### ЧТО СДЕЛАТЬ
a - Согласуются ли с отрывком о пути к станции следующие утверждения: (i) Тарасенков был на два года старше того, кто ведёт рассказ; (ii) хозяин, у которого отдыхали, получил 50 копеек; (iii) в буфете был заказан чай? На каждое ответьте «да» или «нет» и приведите решающие слова отрывка дословно.
b - Продолжите отрывок о пути к станции, начав сразу после его последнего предложения.

### ОТРЫВОК ИЗ ДОКУМЕНТА
──────────
Отдохнули и, напоив лошадей, снова вышли на дорогу, провожаемые поклонами хозяина, получившего 20 копеек. По дороге, гремя и пы­ля, шла батарея 35-й Артиллерийской брига­ды. В одном из офицеров батареи я узнал Тарасенкова, однокашника, 2-мя годами старше меня, по Тифлисскому кадетскому корпусу. Он ехал на рослом гнедом жеребце, который вол­новался и перебирал ногами, тряся головой. «Здравствуй, Тарасенков, куда это батарея идет?» «А, здравствуй, а давно ли сюда прие­хал?» «Да вот в мае». «Мы идем к Хайчену, да, наверно, и вы туда же отойдете, боя у Та­шичао не предвидится». Так идучи, разгова­ривали, вспоминали корпус, Тифлис и наше кадетское, безмятежное житье там. Батарея пошла рысью, гремя и поднимая тучи пыли, а я свернул в сторону, чтобы нанести на карту очередную позицию. Так я больше Тарасенкова и не видал, в конце войны ои умер от тифа.

Солнце палило во всю мочь, белые гимна­стерки были насквозь мокры, густой слой пы­ли покрывал нас и лошадей. Впереди виден железнодорожный мост, по обе стороны моста окопчики и в них орудия, на мосту часовые. Вблизи моста брод через речку.

На запасных путях составы красных товар­ных вагонов. Часть их уже разгружена, около других видны китайские арбы, казенные повоз­ки, видны чиновники, распоряжающиеся раз­грузкой, нагруженные арбы и повозки отъез­жают, другие, порожние, подъезжают. Гам, крик, пыль столбом и все это припекает солн­це.

Перешли вброд речку, лошади, войдя в во­ду по колено, вытянули шеи и начали пить. Тут же, рядом, с криком, визгом, хлопаньем бича, переправлялись через речку на другой берег арбы с китайцами.

Подъехали к станции, поставили лошадей в тень, сняли седла, рядом устроились стрелки. Достали было из торбочек хлеб, чтобы подкре­питься, но я приказал им подождать. Прошел в буфет, занял столик и потребовал пива. Пока я пил пиво, лакей накрыл стол, принес прибор. Ему я приказал отнести стрелкам по 2 бутыл­ки пива, по порции борща и котлет.
──────────
### ИМЕЮЩИЕСЯ ДАННЫЕ
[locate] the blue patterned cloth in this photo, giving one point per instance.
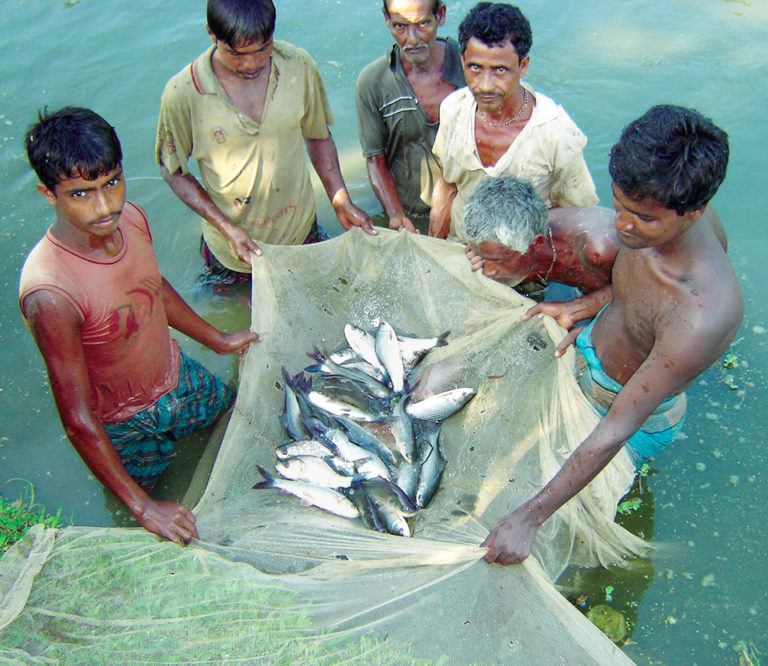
──────────
### ОТВЕТЫ ПО ЗАДАНИЯМ
a -
(i) Да: «2-мя годами старше меня».
(ii) Нет: «получившего 20 копеек».
(iii) Нет: «потребовал пива».

b -
За соседним столиком сидели офицеры только что пришедшего и разгружавшегося эшелона. Мой вид возбудил их внимание: я был запылен, потен, красен, как вареный рак, припав к стакану, пил не отрываясь и, неза­метно для самого себя, покачивал от удоволь­ствия головой. «Откуда Вы, подпоручик?», спросил меня, вставая из-за стола, высокий штабс-капитан. «Из-под Ташичао, послан на разведку дороги». — «Ну, а что у вас там но­вого?», «Да ничего особенного, роем окопы и ждем, когда в них сесть придется». «А с япон­цами встречались?» «Немного встречался, око­ло Син-Ю-Чена и Мао-Лин-Гоу, теперь они от нас верстах в десяти, изредка доносятся пу­шечные выстрелы, а так все тихо». «А не тя­жело ли?» «Жара донимает, а так все слава Богу». «Переходите за наш столик, очень про­сим». Перешел к ним, и разговаривая о том и о сем, докончил обед, выпив еще пива. Пришел стрелок, доложил, что их накормили, напоили и поблагодарил за это. Лошади тоже отдохну­ли, были и накормлены и напоены. Можно ехать обратно.

Я проверил по записям и заметкам свою съемку. Расплатившись с буфетчиком, побла­годарил господ за гостеприимство и, пожелав им счастья и удачи, попрощался.

Тронулись мы обратно около 6 часов вече­ра. Шли, не останавливаясь. Темнело все боль­ше и больше, и дорога, до того оживленная, опустела. Тишина нарушалась лишь дальними свистками паровозов да собачьим лаем в ки­тайских деревнях. По пыли, лежавшей густым слоем, лошади мягко ступали и топота их по­чти не было слышно. Наконец, так стемнело, что и лошадиных голов не стало видно. «Ваше благородие, нам бы пристать где, а то ничего не видно, как бы в темноте куда не заехать. Опять же и хунгузы, слыхать, здесь пошали­вают». «Ладно, остановимся, но где только остановиться?» «Да в первой фанзе, Ваше Бла­городие, что по дороге будет».

Шли еще некоторое время, как вдруг впе­реди, очень близко, кто-то окликнул: «стой, кто идет?» «Офицерский разъезд, а кто здесь стоит?» — «Погодите, Ваше Благородие, я сей­час фельдфебеля позову, а стоит здесь артилле­рийский парк». Но не успел он позвать фельд­фебеля, как в темноте засветился огонь и кто- то другой кликнул фельдфебеля. «Попроси на­чальника разъезда сюда». Я подъехал к палат­ке, где был свет свечи, и объяснил, что из себя представляет разъезд и какого полка. «Пожа­луйте сюда, располагайтесь, сейчас вам дадут подкрепиться, а фельдфебель накормит ваших людей и лошадей».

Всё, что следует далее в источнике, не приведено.